DOCUMENT TEXT —
<<<<

# Styx song about LOTR?



## Telpeamarthiel

In looking through some 80's music, I found a song on the Styx album "Pieces of Eight" called "Lords of the Ring". I looked up the lyrics on the web and it seems to be referring to the story we know and love so well. Does anyone know if this song is really about LOTR? (Is anyone here old enough to know who Styx is?)


----------



## Aglarthalion

Hmm... I just checked the lyrics to the song, and while I can see how it might be seen to be written in reference to LotR, personally I don't think it has anything to do with the novel (but that's just my opinion).


----------



## Rhiannon

I know who Styx is! I'm not familiar with that song, though (all I have is the Greatest Hits album from '95).


----------



## Rangerdave

Everybody knows that Mr Roboto is a Hobbit!
   



RD


----------



## FoolOfATook

> Everybody knows that Mr Roboto is a Hobbit!



So _that's_ why we're supposed to thank him...

>>>>

MATERIAL FOR THIS TASK —
<<<<

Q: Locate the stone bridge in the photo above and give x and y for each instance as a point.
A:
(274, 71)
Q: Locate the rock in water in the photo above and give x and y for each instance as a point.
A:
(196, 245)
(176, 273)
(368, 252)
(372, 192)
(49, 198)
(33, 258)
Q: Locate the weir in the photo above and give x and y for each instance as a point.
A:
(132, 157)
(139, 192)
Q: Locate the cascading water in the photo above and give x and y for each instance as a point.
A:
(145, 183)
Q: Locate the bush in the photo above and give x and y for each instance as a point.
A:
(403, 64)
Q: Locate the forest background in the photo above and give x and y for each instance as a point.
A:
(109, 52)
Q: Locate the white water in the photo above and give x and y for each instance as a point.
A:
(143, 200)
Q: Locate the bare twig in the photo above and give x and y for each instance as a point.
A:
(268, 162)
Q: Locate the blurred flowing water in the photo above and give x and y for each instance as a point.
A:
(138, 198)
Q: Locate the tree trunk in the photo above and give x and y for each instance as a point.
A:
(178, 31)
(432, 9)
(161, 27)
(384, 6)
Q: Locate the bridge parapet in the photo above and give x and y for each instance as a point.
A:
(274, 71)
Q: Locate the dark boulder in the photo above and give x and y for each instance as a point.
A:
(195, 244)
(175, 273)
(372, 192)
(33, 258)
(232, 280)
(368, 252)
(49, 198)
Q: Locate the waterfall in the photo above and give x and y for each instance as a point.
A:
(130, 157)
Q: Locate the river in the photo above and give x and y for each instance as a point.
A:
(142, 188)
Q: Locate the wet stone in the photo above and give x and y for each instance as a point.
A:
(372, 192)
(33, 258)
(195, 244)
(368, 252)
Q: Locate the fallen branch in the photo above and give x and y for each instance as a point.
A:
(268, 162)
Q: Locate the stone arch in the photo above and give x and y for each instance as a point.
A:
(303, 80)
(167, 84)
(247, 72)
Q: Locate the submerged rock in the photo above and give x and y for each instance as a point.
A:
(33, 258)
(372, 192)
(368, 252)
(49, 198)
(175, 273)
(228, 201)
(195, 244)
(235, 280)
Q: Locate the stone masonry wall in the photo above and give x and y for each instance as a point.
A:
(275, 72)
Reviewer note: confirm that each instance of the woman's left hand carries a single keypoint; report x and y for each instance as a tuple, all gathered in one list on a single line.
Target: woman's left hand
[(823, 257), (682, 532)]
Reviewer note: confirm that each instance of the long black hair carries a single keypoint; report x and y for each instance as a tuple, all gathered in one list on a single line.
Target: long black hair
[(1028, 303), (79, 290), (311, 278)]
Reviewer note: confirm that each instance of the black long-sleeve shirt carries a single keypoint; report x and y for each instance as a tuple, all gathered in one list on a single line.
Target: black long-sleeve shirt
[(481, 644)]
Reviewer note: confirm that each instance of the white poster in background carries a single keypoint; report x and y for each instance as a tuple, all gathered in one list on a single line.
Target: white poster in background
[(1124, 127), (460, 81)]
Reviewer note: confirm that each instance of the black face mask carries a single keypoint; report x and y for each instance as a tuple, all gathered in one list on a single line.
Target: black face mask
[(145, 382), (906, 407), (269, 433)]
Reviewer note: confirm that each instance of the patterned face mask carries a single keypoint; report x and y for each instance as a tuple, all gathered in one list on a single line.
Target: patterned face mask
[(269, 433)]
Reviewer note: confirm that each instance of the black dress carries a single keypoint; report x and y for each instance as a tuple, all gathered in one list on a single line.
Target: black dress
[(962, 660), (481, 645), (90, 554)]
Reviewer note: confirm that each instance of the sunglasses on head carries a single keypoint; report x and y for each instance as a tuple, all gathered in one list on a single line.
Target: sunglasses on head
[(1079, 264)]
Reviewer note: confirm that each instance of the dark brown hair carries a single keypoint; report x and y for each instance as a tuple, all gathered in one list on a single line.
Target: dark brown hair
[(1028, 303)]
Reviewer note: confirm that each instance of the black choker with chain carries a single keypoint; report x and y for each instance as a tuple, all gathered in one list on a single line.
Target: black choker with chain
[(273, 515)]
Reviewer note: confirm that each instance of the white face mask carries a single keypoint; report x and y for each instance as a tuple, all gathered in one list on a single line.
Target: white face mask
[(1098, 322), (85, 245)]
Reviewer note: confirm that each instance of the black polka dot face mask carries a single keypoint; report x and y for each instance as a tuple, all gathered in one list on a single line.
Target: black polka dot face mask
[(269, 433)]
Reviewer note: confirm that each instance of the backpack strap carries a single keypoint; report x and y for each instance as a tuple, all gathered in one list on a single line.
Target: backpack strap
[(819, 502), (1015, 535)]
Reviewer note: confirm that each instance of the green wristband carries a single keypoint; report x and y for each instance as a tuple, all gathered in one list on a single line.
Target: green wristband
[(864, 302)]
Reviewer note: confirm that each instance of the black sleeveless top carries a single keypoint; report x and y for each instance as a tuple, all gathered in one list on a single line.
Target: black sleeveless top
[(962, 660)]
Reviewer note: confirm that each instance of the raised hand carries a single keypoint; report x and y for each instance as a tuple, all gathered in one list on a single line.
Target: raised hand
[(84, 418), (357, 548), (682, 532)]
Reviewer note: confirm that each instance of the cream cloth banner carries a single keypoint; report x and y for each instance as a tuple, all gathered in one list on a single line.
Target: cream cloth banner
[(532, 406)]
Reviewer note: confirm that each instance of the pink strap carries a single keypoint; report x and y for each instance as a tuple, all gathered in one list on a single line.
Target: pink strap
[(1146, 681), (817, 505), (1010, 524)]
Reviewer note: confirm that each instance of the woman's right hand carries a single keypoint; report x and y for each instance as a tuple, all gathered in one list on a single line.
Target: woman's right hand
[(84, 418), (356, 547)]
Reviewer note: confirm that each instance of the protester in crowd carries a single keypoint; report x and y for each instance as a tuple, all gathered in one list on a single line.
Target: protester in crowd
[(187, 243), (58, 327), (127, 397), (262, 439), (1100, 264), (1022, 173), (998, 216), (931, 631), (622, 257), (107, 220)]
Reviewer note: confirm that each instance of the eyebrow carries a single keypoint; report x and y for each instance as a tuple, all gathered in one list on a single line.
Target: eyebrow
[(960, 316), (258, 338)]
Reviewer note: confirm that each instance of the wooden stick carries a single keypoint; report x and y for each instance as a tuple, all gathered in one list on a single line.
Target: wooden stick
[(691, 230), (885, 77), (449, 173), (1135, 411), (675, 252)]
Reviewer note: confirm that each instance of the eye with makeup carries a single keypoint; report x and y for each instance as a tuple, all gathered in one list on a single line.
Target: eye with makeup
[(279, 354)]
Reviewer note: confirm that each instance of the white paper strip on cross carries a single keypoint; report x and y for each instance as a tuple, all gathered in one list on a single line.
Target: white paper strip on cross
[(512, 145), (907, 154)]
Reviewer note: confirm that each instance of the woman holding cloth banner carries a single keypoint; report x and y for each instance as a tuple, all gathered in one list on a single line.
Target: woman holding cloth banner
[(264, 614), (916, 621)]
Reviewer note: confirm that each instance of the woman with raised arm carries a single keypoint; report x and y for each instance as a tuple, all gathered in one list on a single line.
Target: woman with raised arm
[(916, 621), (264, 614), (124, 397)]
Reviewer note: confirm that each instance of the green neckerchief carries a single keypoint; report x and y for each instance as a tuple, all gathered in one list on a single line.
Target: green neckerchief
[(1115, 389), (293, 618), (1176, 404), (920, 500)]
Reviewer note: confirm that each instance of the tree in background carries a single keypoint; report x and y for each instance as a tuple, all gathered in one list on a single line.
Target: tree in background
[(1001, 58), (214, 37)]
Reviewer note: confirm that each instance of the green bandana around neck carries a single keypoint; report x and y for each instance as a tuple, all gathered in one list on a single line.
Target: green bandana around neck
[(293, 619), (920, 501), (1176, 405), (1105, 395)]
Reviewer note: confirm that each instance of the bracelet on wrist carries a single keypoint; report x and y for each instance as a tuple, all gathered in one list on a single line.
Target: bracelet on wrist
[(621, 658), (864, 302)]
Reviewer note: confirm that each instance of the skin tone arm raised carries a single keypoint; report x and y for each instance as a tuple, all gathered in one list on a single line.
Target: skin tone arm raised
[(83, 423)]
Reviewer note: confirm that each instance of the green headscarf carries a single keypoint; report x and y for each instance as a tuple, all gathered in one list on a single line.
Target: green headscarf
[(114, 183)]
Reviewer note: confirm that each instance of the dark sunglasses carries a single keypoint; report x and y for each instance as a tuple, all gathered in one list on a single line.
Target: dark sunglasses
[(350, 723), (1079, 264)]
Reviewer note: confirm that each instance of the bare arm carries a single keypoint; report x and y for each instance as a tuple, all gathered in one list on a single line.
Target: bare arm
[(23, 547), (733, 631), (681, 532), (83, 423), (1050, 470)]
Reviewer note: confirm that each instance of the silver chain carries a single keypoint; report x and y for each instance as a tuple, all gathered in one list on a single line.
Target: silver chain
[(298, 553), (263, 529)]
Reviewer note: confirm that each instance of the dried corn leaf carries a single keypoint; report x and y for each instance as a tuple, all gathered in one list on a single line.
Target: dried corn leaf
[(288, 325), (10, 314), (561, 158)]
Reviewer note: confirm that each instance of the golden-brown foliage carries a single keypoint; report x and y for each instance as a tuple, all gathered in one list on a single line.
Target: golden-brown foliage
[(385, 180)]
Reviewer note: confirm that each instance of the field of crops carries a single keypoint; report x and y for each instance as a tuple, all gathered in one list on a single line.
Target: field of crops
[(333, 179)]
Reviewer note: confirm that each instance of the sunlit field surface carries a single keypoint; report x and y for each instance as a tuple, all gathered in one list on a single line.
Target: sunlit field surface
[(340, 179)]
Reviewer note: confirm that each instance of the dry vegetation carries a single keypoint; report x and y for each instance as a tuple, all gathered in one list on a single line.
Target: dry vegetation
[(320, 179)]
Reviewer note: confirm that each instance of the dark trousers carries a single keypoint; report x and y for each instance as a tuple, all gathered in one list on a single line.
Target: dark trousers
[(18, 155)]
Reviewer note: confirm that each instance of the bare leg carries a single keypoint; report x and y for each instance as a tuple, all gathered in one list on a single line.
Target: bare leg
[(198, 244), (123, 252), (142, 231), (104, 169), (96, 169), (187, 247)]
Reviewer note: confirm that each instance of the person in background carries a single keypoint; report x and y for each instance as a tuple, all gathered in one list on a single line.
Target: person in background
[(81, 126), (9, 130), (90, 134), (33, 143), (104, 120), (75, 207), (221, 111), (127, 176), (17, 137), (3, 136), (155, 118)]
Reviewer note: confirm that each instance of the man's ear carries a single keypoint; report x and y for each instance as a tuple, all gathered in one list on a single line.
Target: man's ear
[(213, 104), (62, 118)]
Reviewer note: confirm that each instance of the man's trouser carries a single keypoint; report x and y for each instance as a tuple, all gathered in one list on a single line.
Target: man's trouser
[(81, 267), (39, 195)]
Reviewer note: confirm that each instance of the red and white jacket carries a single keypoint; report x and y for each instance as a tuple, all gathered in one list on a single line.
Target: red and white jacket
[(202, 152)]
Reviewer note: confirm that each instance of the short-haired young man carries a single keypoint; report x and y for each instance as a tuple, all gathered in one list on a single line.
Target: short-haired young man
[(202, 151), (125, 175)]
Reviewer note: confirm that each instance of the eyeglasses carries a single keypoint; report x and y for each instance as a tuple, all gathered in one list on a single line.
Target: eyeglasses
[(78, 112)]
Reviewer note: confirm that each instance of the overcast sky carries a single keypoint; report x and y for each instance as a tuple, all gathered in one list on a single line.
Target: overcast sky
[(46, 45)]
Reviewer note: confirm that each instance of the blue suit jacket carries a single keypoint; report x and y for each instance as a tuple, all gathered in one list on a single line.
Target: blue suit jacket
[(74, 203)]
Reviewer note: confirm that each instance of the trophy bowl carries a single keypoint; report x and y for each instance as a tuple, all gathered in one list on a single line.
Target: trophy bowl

>>>>

DIRECTIONS —
- A) In the listing, switch "keypoint" to "marker" throughout the part that opens with the line containing "Reviewer note: confirm that each instance of the dark sunglasses" and closes with the line containing "[(288, 325), (10, 314), (561, 158)]", and give only that part, otherwise unchanged.
- B) Pick up the forum thread about the Styx song "Lords of the Ring" where it stops, and continue it.

THE RESULTS —
- A)
Reviewer note: confirm that each instance of the dark sunglasses carries a single marker; report x and y for each instance as a tuple, all gathered in one list on a single line.
Target: dark sunglasses
[(350, 723), (1079, 264)]
Reviewer note: confirm that each instance of the bare arm carries a single marker; report x and y for each instance as a tuple, all gathered in one list on a single line.
Target: bare arm
[(23, 547), (733, 631), (681, 532), (83, 423), (1050, 470)]
Reviewer note: confirm that each instance of the silver chain carries a single marker; report x and y for each instance as a tuple, all gathered in one list on a single line.
Target: silver chain
[(298, 553), (263, 529)]
Reviewer note: confirm that each instance of the dried corn leaf carries a single marker; report x and y for each instance as a tuple, all gathered in one list on a single line.
Target: dried corn leaf
[(288, 325), (10, 314), (561, 158)]

- B)
----------



## carnëyávië

Ummm...I have absolutely no idea who Styx is.... I wouldn't know....sorry...


----------



## Rhiannon

Have you ever heard the song 'Come Sail Away'? (voted by Dave Barry to be one of the fifty most annoying songs ever) That was Styx (and I like the song, too- it makes me smile)


----------



## Confusticated

One of 50 most annoying? What BS.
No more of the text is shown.